INSTRUCTION –
Extract each line below that contains the word "black", copying it in full.

(Excerpts from location labeling data)
= = = = =
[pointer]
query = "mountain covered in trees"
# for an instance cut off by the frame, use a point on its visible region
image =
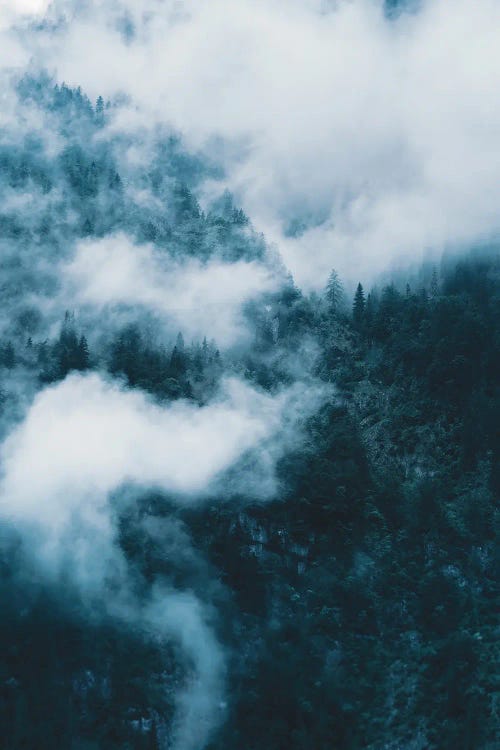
(357, 603)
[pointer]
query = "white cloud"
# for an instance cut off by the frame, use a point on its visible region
(199, 299)
(85, 437)
(386, 134)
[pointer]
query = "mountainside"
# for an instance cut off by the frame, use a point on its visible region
(328, 576)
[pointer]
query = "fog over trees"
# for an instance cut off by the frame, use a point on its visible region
(235, 511)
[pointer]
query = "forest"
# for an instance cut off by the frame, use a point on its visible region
(345, 564)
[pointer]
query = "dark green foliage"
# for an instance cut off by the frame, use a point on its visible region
(359, 606)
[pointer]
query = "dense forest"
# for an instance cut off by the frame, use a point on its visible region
(355, 603)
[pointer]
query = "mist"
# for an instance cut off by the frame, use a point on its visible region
(372, 144)
(246, 501)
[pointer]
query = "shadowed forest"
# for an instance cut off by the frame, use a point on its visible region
(354, 595)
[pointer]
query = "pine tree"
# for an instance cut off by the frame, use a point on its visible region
(334, 292)
(358, 307)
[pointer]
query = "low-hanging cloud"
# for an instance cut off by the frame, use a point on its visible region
(85, 438)
(351, 139)
(198, 298)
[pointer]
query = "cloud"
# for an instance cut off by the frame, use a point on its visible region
(198, 298)
(352, 140)
(84, 438)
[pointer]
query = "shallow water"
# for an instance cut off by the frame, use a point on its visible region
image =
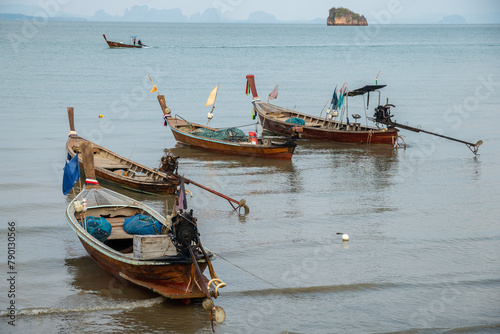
(423, 222)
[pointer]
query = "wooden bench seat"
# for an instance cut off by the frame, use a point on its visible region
(117, 231)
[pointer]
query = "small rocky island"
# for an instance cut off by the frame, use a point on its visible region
(344, 17)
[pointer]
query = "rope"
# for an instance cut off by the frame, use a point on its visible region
(246, 271)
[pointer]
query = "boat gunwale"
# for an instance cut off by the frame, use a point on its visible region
(175, 128)
(267, 114)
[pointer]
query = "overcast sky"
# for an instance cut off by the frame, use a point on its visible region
(282, 9)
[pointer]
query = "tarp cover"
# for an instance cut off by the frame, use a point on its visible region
(231, 134)
(142, 224)
(296, 120)
(365, 89)
(98, 227)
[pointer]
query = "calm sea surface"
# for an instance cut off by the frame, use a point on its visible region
(423, 255)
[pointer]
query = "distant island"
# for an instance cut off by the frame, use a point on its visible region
(344, 17)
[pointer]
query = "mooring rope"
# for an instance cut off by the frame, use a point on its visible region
(246, 270)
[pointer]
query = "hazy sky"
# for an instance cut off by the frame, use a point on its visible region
(282, 9)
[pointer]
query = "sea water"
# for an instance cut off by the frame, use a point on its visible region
(423, 222)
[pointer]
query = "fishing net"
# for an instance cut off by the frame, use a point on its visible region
(230, 134)
(98, 227)
(142, 224)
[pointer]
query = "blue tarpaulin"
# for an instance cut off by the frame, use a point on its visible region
(296, 120)
(98, 227)
(142, 224)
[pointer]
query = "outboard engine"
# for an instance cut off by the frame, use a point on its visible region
(184, 231)
(169, 164)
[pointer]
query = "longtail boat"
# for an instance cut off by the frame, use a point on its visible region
(170, 261)
(289, 122)
(123, 45)
(113, 168)
(332, 127)
(234, 141)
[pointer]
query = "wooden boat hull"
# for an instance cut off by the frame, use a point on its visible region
(173, 279)
(152, 182)
(318, 129)
(170, 280)
(245, 149)
(120, 45)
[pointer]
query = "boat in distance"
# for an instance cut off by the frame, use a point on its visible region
(113, 168)
(113, 45)
(115, 231)
(234, 141)
(289, 122)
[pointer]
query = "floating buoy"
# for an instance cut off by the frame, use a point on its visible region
(220, 314)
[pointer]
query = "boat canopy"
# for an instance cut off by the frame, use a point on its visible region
(365, 89)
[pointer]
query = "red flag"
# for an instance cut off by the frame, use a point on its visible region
(274, 94)
(182, 197)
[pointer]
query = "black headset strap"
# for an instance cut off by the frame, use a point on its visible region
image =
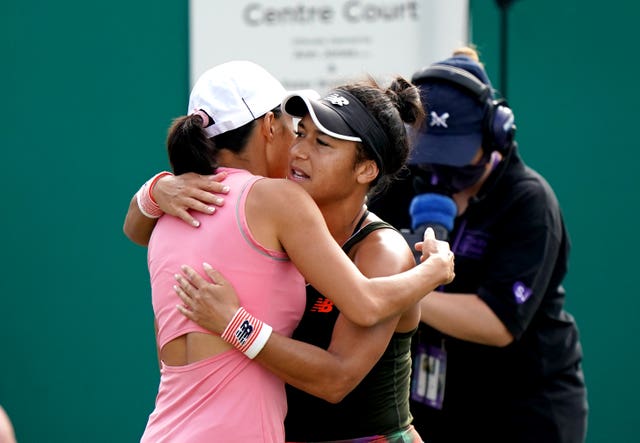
(456, 76)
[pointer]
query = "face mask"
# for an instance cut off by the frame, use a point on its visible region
(448, 180)
(457, 179)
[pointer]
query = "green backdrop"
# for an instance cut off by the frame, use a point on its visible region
(88, 90)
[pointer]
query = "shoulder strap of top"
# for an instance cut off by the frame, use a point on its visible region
(362, 233)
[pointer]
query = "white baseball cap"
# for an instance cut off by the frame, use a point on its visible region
(233, 94)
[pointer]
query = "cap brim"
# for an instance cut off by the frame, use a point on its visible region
(326, 118)
(450, 150)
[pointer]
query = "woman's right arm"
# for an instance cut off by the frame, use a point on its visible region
(301, 230)
(176, 195)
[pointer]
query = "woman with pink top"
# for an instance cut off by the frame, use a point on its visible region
(261, 240)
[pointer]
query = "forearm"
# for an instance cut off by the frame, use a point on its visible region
(408, 288)
(464, 316)
(137, 227)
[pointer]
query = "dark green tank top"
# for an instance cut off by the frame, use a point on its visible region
(378, 405)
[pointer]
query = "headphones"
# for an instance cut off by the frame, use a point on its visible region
(498, 128)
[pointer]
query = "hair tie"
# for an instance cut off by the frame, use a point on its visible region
(204, 116)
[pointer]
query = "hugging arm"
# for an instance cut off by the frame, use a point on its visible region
(176, 195)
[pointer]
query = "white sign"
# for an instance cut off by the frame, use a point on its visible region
(319, 44)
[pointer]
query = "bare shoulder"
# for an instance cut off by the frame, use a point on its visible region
(274, 190)
(383, 252)
(284, 200)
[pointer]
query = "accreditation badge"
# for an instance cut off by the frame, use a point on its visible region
(429, 373)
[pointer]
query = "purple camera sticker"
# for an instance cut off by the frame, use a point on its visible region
(521, 292)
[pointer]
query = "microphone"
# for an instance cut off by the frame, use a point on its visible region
(432, 210)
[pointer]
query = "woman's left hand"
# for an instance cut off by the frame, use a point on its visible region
(210, 303)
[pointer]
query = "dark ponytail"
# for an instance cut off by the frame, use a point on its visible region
(189, 148)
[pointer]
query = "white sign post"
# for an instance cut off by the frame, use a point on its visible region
(315, 45)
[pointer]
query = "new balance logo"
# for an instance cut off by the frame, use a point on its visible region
(439, 120)
(337, 100)
(323, 305)
(244, 332)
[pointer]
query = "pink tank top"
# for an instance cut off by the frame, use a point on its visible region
(226, 397)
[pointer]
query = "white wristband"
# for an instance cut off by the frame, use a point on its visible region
(146, 203)
(246, 333)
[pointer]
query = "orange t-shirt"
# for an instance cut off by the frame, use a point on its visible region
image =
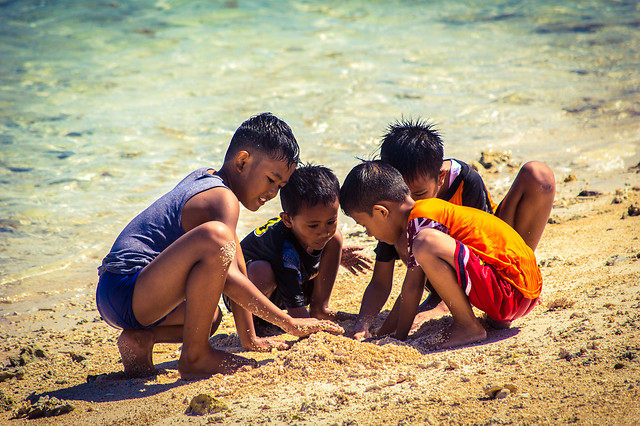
(490, 238)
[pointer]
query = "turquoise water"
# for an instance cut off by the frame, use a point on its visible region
(104, 106)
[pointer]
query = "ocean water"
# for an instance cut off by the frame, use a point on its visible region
(105, 105)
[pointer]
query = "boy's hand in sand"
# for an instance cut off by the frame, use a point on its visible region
(301, 327)
(356, 263)
(361, 335)
(266, 344)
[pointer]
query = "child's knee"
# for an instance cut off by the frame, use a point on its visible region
(262, 276)
(216, 239)
(539, 175)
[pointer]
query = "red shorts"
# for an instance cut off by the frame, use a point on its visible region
(486, 290)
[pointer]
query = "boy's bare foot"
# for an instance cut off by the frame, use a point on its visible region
(213, 362)
(266, 344)
(431, 302)
(422, 317)
(498, 325)
(457, 335)
(136, 348)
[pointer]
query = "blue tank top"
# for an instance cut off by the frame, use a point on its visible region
(157, 227)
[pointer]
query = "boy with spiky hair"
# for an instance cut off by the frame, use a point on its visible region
(471, 257)
(294, 259)
(415, 148)
(162, 280)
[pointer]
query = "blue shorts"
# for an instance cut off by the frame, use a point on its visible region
(114, 297)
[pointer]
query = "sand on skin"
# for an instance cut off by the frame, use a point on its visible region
(574, 359)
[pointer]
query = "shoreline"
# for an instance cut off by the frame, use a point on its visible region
(574, 359)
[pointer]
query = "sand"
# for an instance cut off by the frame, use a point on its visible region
(574, 359)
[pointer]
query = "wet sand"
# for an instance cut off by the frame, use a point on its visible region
(574, 359)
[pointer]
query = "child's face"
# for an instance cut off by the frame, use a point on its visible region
(424, 186)
(378, 225)
(262, 178)
(314, 226)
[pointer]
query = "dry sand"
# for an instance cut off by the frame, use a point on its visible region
(574, 359)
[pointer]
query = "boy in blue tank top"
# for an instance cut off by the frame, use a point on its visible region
(294, 259)
(164, 276)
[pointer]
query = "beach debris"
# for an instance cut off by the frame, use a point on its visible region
(9, 374)
(495, 391)
(492, 159)
(615, 259)
(44, 407)
(587, 193)
(560, 303)
(27, 355)
(6, 402)
(202, 404)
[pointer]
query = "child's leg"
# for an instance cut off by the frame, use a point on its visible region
(527, 205)
(136, 346)
(435, 252)
(192, 270)
(261, 274)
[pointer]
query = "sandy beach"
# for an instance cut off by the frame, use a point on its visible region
(574, 359)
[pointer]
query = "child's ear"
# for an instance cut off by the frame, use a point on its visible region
(441, 177)
(381, 210)
(286, 219)
(240, 160)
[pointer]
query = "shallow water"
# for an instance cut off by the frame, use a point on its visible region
(104, 106)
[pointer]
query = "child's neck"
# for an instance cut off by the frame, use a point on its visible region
(444, 186)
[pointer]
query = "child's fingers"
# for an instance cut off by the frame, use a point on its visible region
(331, 327)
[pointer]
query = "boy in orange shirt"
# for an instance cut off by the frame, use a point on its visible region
(416, 150)
(469, 256)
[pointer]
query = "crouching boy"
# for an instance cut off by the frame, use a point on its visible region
(471, 258)
(294, 259)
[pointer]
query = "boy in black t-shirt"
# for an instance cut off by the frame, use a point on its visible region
(416, 150)
(294, 259)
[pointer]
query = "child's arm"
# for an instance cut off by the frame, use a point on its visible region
(410, 295)
(354, 262)
(374, 298)
(391, 322)
(324, 281)
(242, 291)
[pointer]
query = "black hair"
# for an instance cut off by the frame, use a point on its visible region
(268, 134)
(309, 185)
(414, 148)
(369, 183)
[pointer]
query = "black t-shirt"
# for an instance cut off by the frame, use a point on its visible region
(293, 267)
(467, 189)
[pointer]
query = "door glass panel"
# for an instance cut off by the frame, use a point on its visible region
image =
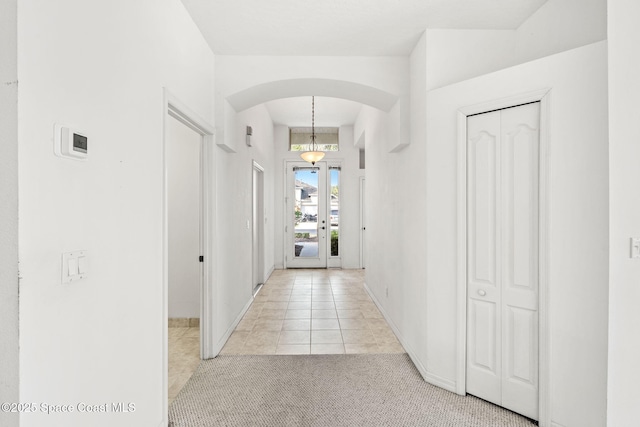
(306, 212)
(334, 213)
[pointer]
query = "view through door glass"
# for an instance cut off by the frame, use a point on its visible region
(334, 214)
(306, 212)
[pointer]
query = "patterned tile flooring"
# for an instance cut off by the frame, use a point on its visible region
(313, 312)
(295, 312)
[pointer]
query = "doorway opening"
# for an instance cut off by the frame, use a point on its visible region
(258, 217)
(188, 255)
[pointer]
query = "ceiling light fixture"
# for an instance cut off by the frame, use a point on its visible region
(314, 154)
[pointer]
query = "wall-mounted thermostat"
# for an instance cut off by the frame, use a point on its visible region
(70, 143)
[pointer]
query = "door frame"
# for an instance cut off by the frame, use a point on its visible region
(288, 234)
(544, 372)
(363, 225)
(173, 107)
(256, 167)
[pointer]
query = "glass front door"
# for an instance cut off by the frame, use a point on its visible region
(306, 223)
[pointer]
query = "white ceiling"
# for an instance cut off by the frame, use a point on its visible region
(343, 27)
(330, 112)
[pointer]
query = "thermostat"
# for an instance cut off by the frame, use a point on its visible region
(70, 143)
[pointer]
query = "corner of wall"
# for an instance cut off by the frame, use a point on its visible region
(9, 283)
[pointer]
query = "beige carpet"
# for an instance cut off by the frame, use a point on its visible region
(325, 391)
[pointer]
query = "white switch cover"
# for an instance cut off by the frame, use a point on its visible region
(74, 266)
(635, 247)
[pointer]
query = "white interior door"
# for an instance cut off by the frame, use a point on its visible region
(502, 257)
(306, 226)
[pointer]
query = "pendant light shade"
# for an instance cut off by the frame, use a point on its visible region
(314, 154)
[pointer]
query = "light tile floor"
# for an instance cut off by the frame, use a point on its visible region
(184, 357)
(313, 312)
(295, 312)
= = = = =
RESULT OF THE TASK –
query = "black headset strap"
query = "boy in black t-shirt"
query = "black hair"
query = "black t-shirt"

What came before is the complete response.